Can you write out the lines from the one holding "Category: yellow taxi" through the last line again, changing "yellow taxi" to "taxi cab" and leaving everything else untouched?

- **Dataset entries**

━━━━━━━━━━━━━━━━━━━━

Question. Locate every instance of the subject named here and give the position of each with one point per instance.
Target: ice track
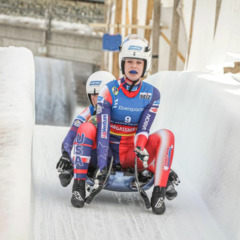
(111, 215)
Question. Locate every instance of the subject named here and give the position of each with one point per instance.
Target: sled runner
(122, 181)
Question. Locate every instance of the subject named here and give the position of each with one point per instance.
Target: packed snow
(203, 112)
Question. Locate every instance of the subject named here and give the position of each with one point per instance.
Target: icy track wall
(16, 131)
(203, 111)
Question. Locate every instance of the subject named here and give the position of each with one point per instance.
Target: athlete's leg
(160, 147)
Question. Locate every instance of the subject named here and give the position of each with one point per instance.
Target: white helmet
(96, 81)
(134, 46)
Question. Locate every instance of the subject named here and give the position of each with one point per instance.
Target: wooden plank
(126, 19)
(168, 42)
(156, 35)
(134, 16)
(147, 32)
(191, 30)
(118, 20)
(218, 8)
(174, 37)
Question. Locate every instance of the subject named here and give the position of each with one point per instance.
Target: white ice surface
(16, 131)
(201, 109)
(111, 215)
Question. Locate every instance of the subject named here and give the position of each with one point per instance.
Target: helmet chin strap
(133, 83)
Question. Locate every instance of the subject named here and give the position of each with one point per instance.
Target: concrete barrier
(16, 131)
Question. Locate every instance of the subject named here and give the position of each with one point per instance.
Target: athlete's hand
(64, 162)
(143, 155)
(173, 177)
(99, 177)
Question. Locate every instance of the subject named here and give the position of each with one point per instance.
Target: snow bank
(16, 131)
(203, 111)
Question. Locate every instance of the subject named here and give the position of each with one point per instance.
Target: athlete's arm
(103, 126)
(81, 118)
(146, 120)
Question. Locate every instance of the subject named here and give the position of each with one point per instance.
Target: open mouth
(133, 72)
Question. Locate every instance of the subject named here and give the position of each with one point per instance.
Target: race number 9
(127, 119)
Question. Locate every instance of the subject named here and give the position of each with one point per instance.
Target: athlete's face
(133, 68)
(94, 99)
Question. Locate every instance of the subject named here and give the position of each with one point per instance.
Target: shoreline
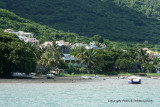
(45, 80)
(61, 79)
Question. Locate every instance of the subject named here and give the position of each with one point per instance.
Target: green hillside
(43, 33)
(151, 8)
(113, 19)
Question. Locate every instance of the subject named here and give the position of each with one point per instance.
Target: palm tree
(89, 57)
(142, 56)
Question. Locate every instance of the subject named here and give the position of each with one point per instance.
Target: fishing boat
(50, 76)
(134, 80)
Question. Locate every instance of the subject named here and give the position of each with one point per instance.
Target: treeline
(9, 20)
(15, 56)
(151, 8)
(112, 61)
(87, 18)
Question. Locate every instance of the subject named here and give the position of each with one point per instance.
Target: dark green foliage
(15, 56)
(43, 33)
(116, 20)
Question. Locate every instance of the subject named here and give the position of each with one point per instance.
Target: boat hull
(132, 81)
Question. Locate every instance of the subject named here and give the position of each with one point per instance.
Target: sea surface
(110, 92)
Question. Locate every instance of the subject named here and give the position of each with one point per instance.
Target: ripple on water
(94, 94)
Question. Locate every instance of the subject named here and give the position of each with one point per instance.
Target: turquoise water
(82, 94)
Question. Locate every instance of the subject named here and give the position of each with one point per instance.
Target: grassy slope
(89, 17)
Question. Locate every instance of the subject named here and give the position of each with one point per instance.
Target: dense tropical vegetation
(15, 56)
(118, 20)
(135, 22)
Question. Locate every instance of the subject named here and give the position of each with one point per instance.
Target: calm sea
(99, 93)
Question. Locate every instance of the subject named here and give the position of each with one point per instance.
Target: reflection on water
(101, 93)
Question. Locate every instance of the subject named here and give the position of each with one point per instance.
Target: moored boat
(50, 76)
(134, 80)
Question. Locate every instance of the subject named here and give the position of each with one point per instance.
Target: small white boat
(50, 76)
(122, 77)
(86, 77)
(154, 77)
(22, 75)
(134, 80)
(96, 76)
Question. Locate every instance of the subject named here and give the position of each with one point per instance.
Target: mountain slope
(43, 33)
(89, 17)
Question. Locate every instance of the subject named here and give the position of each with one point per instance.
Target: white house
(47, 43)
(68, 57)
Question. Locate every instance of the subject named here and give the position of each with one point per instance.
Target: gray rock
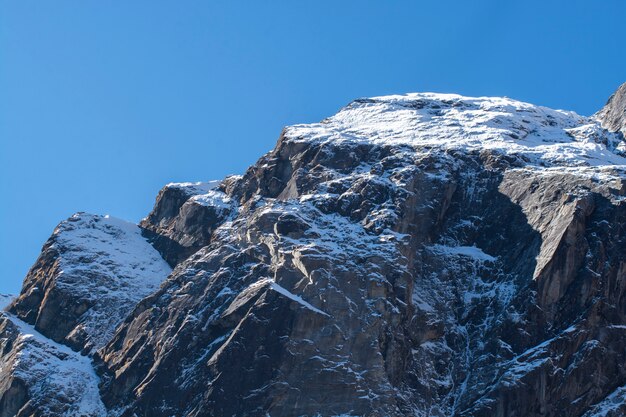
(422, 255)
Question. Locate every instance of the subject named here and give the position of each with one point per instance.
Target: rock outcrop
(613, 115)
(416, 255)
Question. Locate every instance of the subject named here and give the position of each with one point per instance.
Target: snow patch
(57, 377)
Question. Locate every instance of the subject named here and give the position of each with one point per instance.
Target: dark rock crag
(418, 255)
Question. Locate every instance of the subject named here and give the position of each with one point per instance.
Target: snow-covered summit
(5, 300)
(539, 135)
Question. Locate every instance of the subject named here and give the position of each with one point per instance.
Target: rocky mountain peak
(613, 114)
(413, 255)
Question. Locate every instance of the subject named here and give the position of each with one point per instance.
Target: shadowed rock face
(613, 115)
(419, 255)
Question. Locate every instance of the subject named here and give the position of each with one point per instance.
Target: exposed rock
(613, 115)
(90, 274)
(422, 255)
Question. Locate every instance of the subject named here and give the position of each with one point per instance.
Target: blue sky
(102, 103)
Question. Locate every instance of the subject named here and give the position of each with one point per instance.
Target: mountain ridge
(416, 255)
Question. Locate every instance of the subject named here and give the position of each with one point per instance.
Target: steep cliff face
(422, 255)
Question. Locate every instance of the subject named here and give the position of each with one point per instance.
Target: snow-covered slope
(538, 135)
(59, 381)
(5, 300)
(102, 267)
(417, 255)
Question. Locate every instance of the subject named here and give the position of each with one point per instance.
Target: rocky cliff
(414, 255)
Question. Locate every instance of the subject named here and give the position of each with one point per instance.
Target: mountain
(412, 255)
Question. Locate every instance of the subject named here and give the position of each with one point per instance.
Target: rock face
(613, 115)
(416, 255)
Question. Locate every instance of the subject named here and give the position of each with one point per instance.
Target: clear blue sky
(103, 102)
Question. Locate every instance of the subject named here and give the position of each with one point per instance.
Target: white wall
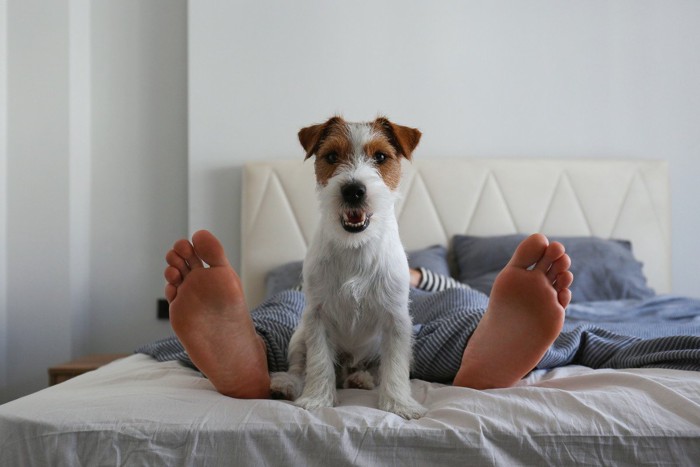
(93, 184)
(3, 194)
(503, 78)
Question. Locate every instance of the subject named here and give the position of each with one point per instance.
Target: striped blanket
(662, 331)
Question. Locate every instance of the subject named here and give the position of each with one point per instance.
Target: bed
(138, 411)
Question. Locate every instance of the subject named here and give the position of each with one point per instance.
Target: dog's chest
(355, 295)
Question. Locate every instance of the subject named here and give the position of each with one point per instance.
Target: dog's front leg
(319, 387)
(394, 370)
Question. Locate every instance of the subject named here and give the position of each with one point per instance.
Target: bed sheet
(137, 411)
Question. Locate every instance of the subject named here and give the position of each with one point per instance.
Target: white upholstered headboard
(624, 199)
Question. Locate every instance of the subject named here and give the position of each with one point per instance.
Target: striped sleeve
(432, 282)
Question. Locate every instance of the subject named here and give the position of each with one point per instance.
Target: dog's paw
(285, 385)
(359, 380)
(407, 409)
(311, 403)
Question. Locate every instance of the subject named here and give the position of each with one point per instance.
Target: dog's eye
(379, 157)
(331, 157)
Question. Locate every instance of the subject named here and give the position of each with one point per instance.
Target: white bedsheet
(137, 411)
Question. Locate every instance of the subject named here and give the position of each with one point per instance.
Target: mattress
(137, 411)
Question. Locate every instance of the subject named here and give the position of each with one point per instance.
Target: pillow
(603, 269)
(288, 276)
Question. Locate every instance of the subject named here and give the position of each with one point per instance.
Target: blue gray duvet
(661, 332)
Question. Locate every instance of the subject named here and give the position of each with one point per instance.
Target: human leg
(524, 316)
(210, 317)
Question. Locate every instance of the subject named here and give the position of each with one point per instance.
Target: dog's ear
(403, 138)
(309, 138)
(312, 136)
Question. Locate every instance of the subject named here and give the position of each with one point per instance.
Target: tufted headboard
(624, 199)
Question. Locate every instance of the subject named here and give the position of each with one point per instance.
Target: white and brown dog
(356, 324)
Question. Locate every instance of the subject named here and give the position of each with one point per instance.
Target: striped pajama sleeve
(433, 282)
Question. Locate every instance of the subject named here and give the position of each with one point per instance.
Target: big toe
(209, 249)
(530, 251)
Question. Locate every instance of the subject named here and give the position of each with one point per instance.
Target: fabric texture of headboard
(623, 199)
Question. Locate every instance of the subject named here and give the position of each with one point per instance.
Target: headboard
(625, 199)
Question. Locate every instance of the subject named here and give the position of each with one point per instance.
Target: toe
(170, 292)
(564, 297)
(561, 264)
(530, 251)
(176, 261)
(552, 254)
(208, 247)
(186, 251)
(173, 276)
(563, 280)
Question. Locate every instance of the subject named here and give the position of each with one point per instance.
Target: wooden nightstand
(68, 370)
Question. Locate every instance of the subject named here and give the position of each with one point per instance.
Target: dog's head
(358, 168)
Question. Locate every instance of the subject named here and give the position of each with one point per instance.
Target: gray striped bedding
(662, 331)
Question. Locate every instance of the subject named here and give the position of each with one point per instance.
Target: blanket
(662, 331)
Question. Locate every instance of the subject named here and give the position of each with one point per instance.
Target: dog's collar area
(355, 221)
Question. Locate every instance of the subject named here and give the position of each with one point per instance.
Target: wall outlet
(163, 309)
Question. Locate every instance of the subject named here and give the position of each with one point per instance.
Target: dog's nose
(354, 192)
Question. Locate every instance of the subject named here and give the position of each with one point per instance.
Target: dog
(355, 327)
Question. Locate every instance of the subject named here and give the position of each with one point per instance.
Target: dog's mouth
(355, 221)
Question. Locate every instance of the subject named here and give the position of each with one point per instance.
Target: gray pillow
(603, 269)
(288, 276)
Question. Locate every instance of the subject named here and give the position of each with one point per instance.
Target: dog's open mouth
(355, 221)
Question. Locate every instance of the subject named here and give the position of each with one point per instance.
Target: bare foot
(210, 317)
(525, 315)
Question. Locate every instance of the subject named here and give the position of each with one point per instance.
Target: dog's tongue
(355, 217)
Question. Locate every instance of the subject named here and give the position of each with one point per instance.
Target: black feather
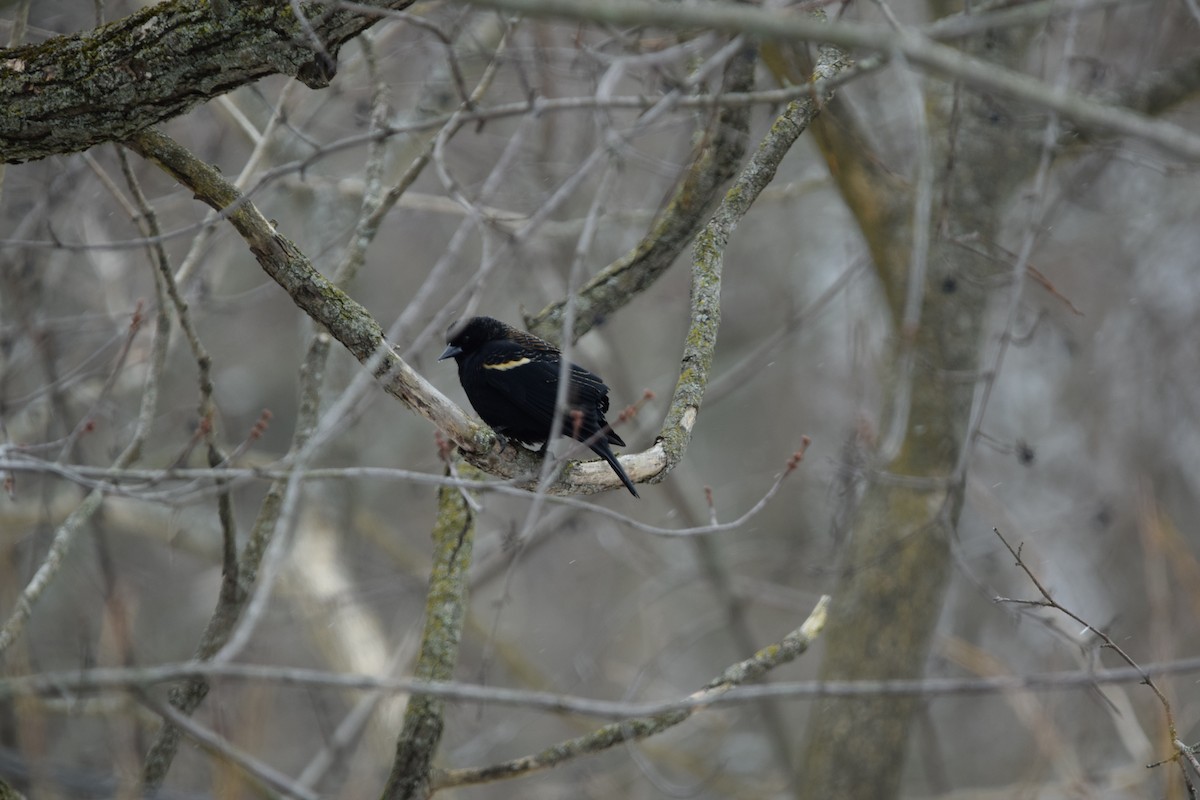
(511, 380)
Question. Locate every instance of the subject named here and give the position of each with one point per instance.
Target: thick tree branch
(71, 92)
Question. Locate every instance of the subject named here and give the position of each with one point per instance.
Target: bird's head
(467, 336)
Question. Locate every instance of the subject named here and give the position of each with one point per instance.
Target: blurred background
(1086, 453)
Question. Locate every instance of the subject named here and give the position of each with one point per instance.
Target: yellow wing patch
(508, 365)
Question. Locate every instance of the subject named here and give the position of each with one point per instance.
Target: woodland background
(971, 283)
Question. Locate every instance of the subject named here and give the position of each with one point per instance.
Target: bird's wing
(528, 378)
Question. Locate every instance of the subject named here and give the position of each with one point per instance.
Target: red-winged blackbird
(511, 380)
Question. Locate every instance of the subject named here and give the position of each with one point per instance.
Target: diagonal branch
(72, 92)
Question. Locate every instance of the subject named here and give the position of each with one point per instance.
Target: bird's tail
(603, 450)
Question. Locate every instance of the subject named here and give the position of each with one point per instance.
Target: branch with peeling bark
(72, 92)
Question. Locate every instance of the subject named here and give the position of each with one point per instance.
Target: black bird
(511, 380)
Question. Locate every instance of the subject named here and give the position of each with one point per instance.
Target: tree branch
(72, 92)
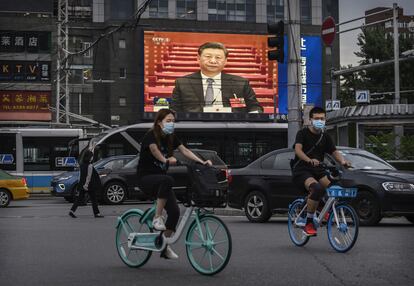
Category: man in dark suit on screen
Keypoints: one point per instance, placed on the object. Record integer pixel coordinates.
(211, 88)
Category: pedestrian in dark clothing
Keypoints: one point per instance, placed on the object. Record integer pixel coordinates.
(90, 182)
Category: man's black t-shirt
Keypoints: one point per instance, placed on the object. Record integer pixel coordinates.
(308, 139)
(148, 164)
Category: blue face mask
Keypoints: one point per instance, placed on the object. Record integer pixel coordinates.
(168, 128)
(318, 124)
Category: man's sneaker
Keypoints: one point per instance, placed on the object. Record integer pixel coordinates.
(310, 229)
(326, 216)
(72, 214)
(158, 223)
(168, 253)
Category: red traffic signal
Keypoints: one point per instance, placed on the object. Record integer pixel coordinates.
(277, 30)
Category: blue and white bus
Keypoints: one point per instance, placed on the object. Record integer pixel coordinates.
(38, 154)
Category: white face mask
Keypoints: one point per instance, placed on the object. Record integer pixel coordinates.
(168, 128)
(318, 124)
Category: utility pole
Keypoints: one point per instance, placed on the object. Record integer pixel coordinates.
(396, 54)
(294, 71)
(62, 75)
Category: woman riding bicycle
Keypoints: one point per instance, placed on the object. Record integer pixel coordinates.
(156, 155)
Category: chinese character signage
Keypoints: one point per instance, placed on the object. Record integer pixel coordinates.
(24, 71)
(311, 74)
(24, 101)
(31, 42)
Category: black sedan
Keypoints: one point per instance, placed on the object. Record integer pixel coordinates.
(265, 186)
(122, 184)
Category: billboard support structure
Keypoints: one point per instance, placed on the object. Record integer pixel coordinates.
(62, 74)
(294, 71)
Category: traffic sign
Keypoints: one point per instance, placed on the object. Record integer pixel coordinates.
(328, 105)
(331, 105)
(328, 31)
(6, 159)
(362, 96)
(336, 104)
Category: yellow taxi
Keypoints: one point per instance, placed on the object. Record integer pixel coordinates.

━━━━━━━━━━━━━━━━━━━━

- **Task answer**
Category: taxi cab
Keypoints: one point per instance, placed on the object. Record integer pixel coordinates.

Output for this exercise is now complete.